··· STORED ROWS ···

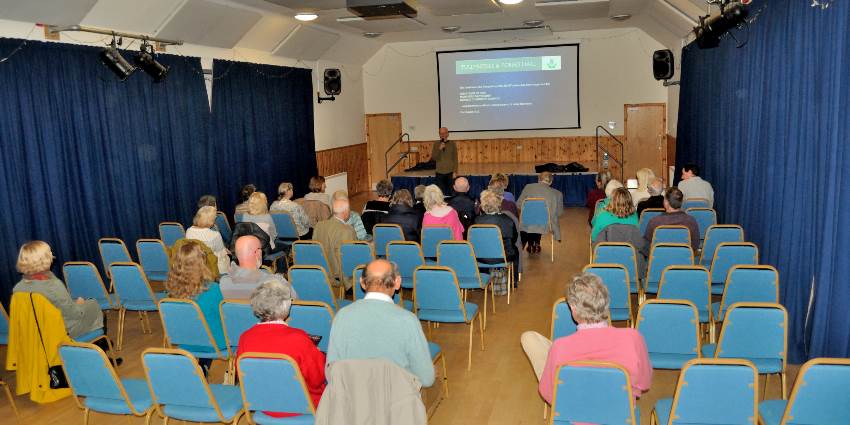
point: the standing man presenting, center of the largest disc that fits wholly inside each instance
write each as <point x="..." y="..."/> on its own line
<point x="444" y="152"/>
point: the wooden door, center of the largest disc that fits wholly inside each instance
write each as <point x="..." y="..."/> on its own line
<point x="382" y="130"/>
<point x="646" y="139"/>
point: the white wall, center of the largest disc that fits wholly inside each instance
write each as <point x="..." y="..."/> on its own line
<point x="615" y="69"/>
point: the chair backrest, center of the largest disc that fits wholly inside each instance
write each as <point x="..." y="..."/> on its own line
<point x="432" y="236"/>
<point x="460" y="257"/>
<point x="662" y="256"/>
<point x="384" y="233"/>
<point x="754" y="331"/>
<point x="311" y="283"/>
<point x="563" y="323"/>
<point x="686" y="283"/>
<point x="83" y="280"/>
<point x="237" y="316"/>
<point x="177" y="383"/>
<point x="185" y="325"/>
<point x="595" y="392"/>
<point x="705" y="218"/>
<point x="729" y="254"/>
<point x="669" y="327"/>
<point x="820" y="393"/>
<point x="312" y="317"/>
<point x="646" y="215"/>
<point x="152" y="255"/>
<point x="715" y="392"/>
<point x="91" y="375"/>
<point x="170" y="232"/>
<point x="621" y="253"/>
<point x="309" y="253"/>
<point x="715" y="235"/>
<point x="671" y="234"/>
<point x="273" y="382"/>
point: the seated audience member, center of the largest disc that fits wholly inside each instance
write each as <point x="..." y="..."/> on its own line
<point x="403" y="214"/>
<point x="285" y="204"/>
<point x="317" y="191"/>
<point x="596" y="194"/>
<point x="376" y="209"/>
<point x="244" y="194"/>
<point x="554" y="202"/>
<point x="376" y="328"/>
<point x="202" y="230"/>
<point x="672" y="216"/>
<point x="620" y="210"/>
<point x="271" y="303"/>
<point x="438" y="213"/>
<point x="331" y="233"/>
<point x="462" y="203"/>
<point x="656" y="197"/>
<point x="595" y="340"/>
<point x="242" y="278"/>
<point x="693" y="186"/>
<point x="491" y="213"/>
<point x="189" y="278"/>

···

> [WHAT THE TASK REQUIRES]: Write out all the items above again, changing "disc" to "circle" and leaving everything else as it is. Do not include the pictures.

> [OUTPUT]:
point: the standing man presenting, center of the largest circle that fits wholly inside each instance
write each as <point x="..." y="..."/> on its own line
<point x="444" y="152"/>
point: the wooden door, center of the largest circle that fits wholly inside each instance
write each as <point x="..." y="..."/> on its own line
<point x="382" y="130"/>
<point x="646" y="139"/>
point: the white wall, center of the largest circle that fits wholly inside each instance
write each as <point x="..." y="..."/> on its own line
<point x="615" y="69"/>
point: the chair backrest, center of the largest circle that fits wholly inside each instance
write each as <point x="..." y="..."/> on its own line
<point x="432" y="236"/>
<point x="460" y="257"/>
<point x="662" y="256"/>
<point x="384" y="233"/>
<point x="754" y="331"/>
<point x="311" y="283"/>
<point x="563" y="323"/>
<point x="686" y="283"/>
<point x="83" y="280"/>
<point x="237" y="316"/>
<point x="177" y="383"/>
<point x="185" y="325"/>
<point x="595" y="392"/>
<point x="705" y="218"/>
<point x="729" y="254"/>
<point x="669" y="327"/>
<point x="820" y="393"/>
<point x="312" y="317"/>
<point x="646" y="215"/>
<point x="152" y="255"/>
<point x="715" y="392"/>
<point x="91" y="375"/>
<point x="170" y="232"/>
<point x="621" y="253"/>
<point x="309" y="253"/>
<point x="715" y="235"/>
<point x="671" y="234"/>
<point x="273" y="382"/>
point: the seated audience member, center of the largest circle that fits wholly inside each instance
write each as <point x="..." y="..."/> on its own line
<point x="403" y="214"/>
<point x="285" y="204"/>
<point x="317" y="191"/>
<point x="596" y="194"/>
<point x="376" y="209"/>
<point x="244" y="194"/>
<point x="554" y="202"/>
<point x="376" y="328"/>
<point x="202" y="230"/>
<point x="672" y="216"/>
<point x="620" y="210"/>
<point x="271" y="303"/>
<point x="438" y="213"/>
<point x="331" y="233"/>
<point x="462" y="203"/>
<point x="656" y="197"/>
<point x="595" y="340"/>
<point x="242" y="278"/>
<point x="693" y="186"/>
<point x="491" y="213"/>
<point x="189" y="278"/>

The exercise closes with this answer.